--- Start ---
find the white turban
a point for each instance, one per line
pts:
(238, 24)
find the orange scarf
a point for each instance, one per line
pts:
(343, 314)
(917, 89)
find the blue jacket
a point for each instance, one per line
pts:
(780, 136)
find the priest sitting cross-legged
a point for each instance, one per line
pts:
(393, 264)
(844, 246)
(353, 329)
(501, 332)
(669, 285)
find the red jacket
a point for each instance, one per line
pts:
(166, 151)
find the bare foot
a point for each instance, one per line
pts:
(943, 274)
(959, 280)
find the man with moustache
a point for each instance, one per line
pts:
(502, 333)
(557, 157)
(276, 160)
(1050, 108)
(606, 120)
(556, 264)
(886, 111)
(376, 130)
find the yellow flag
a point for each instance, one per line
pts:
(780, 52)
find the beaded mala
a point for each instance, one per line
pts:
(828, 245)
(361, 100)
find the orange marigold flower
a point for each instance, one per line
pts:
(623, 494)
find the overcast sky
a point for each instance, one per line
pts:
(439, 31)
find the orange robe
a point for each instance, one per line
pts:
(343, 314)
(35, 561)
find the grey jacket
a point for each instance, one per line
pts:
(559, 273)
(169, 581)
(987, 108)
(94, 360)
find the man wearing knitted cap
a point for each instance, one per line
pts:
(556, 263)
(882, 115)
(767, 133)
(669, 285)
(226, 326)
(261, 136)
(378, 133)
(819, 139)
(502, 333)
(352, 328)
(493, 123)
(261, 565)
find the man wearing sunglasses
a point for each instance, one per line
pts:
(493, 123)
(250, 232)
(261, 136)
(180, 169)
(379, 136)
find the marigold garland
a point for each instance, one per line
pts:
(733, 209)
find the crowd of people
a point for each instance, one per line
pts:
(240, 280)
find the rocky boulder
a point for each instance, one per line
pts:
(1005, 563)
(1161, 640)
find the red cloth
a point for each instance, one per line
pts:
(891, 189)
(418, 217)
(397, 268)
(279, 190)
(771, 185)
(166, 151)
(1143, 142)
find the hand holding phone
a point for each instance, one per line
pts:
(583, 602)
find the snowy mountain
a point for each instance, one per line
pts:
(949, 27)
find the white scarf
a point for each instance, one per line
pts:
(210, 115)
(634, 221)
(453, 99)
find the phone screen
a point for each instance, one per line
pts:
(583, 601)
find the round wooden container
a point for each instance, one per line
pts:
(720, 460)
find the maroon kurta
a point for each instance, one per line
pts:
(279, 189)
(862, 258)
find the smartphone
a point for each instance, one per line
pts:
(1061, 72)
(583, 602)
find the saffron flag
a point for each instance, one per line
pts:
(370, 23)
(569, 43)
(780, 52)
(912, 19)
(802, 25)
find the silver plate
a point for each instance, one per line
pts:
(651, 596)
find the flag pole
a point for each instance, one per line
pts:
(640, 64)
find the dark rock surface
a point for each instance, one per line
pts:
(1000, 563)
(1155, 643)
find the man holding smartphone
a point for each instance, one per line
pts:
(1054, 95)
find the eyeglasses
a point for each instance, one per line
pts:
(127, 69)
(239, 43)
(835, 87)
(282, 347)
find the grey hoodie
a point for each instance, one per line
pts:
--- End ---
## Directions for this task
Repeat all of the records above exactly as they appear.

## Solution
find the white turban
a point for each instance, one per line
pts:
(238, 24)
find the orange scarf
a point for each instance, one per line
pts:
(343, 314)
(917, 89)
find the blue jacket
a point for each instance, one per line
pts:
(780, 136)
find the priest sitting cross-legged
a point for each instance, one per line
pts:
(393, 264)
(844, 246)
(353, 329)
(501, 332)
(669, 285)
find the red jacket
a point for each instance, one per line
pts:
(166, 151)
find the bare foot
a point for each instance, one per line
pts:
(943, 274)
(959, 280)
find the man with moustache
a point for each instance, one per line
pts:
(502, 333)
(557, 157)
(276, 160)
(1050, 108)
(606, 120)
(556, 264)
(886, 111)
(376, 130)
find the yellow flag
a point for each instance, one per line
pts:
(780, 52)
find the beaded mala
a point for each instance, one per line
pts:
(828, 245)
(361, 100)
find the orange marigold flower
a point for each instance, one per line
pts:
(623, 494)
find the overcast sky
a point for each instance, one per line
pts:
(439, 31)
find the orange robe
a point for each instance, one per line
pts:
(343, 314)
(35, 561)
find the grey jacket
a point for each instance, one per line
pts:
(559, 273)
(169, 581)
(987, 108)
(94, 360)
find the man wearing knitted cap
a point for each instance, one per line
pts:
(556, 263)
(882, 115)
(767, 133)
(669, 285)
(226, 326)
(261, 136)
(378, 133)
(819, 139)
(502, 333)
(352, 328)
(493, 123)
(261, 565)
find the man wearing sunglasses
a point for each instance, one per line
pts:
(493, 123)
(250, 232)
(261, 136)
(180, 169)
(379, 136)
find the marigold garland
a point for each instance, one per line
pts:
(733, 209)
find the crowd of people
a point for each instance, one per line
pts:
(240, 280)
find the rocky boulder
a point for each instance, one per line
pts:
(1005, 563)
(1161, 640)
find the red cloth
a point for each instance, one per line
pts:
(891, 189)
(418, 217)
(397, 268)
(279, 190)
(771, 185)
(166, 151)
(1143, 142)
find the hand holding phone
a point for each instance, one per line
pts:
(583, 602)
find the snowy mountain
a point for each instance, one per line
pts:
(949, 27)
find the white scarf
a point for each instance, one per line
pts:
(210, 115)
(634, 221)
(453, 99)
find the phone screen
a point for each instance, one per line
pts:
(583, 601)
find the round wooden container
a point for each instance, one per line
pts:
(720, 460)
find the maroon kurta
a point for each instance, one per line
pts:
(279, 189)
(862, 258)
find the smartphone
a point for each instance, one per line
pts:
(1061, 72)
(583, 602)
find the saffron flag
a point for each instance, one per line
pts:
(370, 23)
(569, 43)
(780, 52)
(912, 19)
(802, 25)
find the silver plate
a point for each instance, one per line
pts:
(651, 596)
find the flag pole
a point for each instance, one per line
pts:
(640, 64)
find the dark rock surface
a point for each instance, one per line
pts:
(1000, 563)
(1155, 643)
find the man holding smartphone
a point for each instance, one per line
pts:
(1054, 95)
find the eyeglasses
a point for each instance, one per line
pts:
(127, 69)
(239, 43)
(835, 87)
(282, 347)
find the grey hoodie
a point for each instance, one per line
pts:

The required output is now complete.